What is expected:
Reproduce the items starting with the line containing "Pinpoint footpath in this photo." and continuing through the end of the items, swapping "concrete pavement" for "concrete sidewalk" and leaving everything else unchanged. Omit the pictures from your answer.

-- begin --

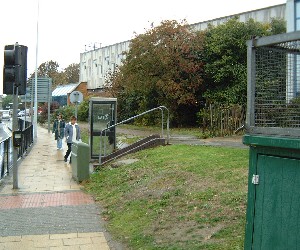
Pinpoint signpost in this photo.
[70,91,83,119]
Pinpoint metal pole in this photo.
[31,1,40,139]
[75,102,78,119]
[12,87,19,189]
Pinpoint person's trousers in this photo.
[56,138,62,149]
[64,143,72,161]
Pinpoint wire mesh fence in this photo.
[247,33,300,137]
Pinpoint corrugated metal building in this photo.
[52,83,79,106]
[79,3,286,91]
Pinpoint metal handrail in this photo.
[99,106,170,164]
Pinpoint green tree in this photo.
[204,18,285,105]
[107,21,203,125]
[63,63,80,83]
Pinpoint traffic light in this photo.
[3,43,28,95]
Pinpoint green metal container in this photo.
[243,135,300,250]
[71,141,90,182]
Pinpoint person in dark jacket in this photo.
[64,116,81,163]
[52,114,66,150]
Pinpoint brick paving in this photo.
[0,127,114,250]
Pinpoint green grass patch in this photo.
[85,145,248,249]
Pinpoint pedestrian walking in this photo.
[52,114,66,150]
[64,116,81,163]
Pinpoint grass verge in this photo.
[85,145,248,250]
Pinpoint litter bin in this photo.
[71,141,90,182]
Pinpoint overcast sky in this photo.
[0,0,286,93]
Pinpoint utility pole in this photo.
[3,43,28,189]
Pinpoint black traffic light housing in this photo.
[3,43,28,95]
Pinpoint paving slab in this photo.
[0,127,114,250]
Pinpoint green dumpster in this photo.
[71,141,90,182]
[243,32,300,250]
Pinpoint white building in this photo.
[79,3,286,91]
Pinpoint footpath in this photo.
[0,127,115,250]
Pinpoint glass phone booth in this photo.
[89,97,117,159]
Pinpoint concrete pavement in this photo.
[0,127,114,250]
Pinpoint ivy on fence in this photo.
[198,104,246,136]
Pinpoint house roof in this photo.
[52,83,79,96]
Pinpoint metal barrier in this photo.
[99,106,170,164]
[0,119,33,180]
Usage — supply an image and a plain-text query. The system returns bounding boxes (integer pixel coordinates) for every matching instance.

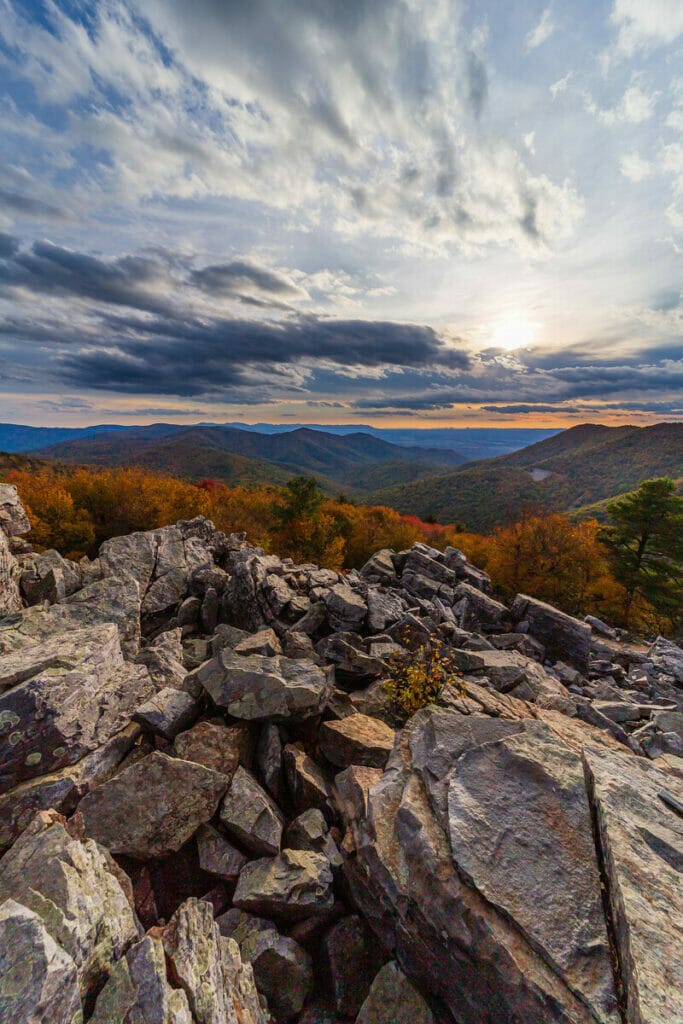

-- end --

Exercise result:
Pinpoint footpath in this photo.
[0,127,115,250]
Pinpoint glass phone booth in this photo.
[89,97,117,159]
Pinpoint concrete sidewalk in this photo.
[0,127,114,250]
Pinpoint ivy on fence in this photo.
[198,104,246,136]
Pinpoint house roof in this photo.
[52,83,79,96]
Pinpoint metal barrier in this photo.
[99,106,170,164]
[0,119,33,180]
Usage — supply an image and a plain-text query. The system returns bounding boxes (integer pixel coordinates) for every matching instance.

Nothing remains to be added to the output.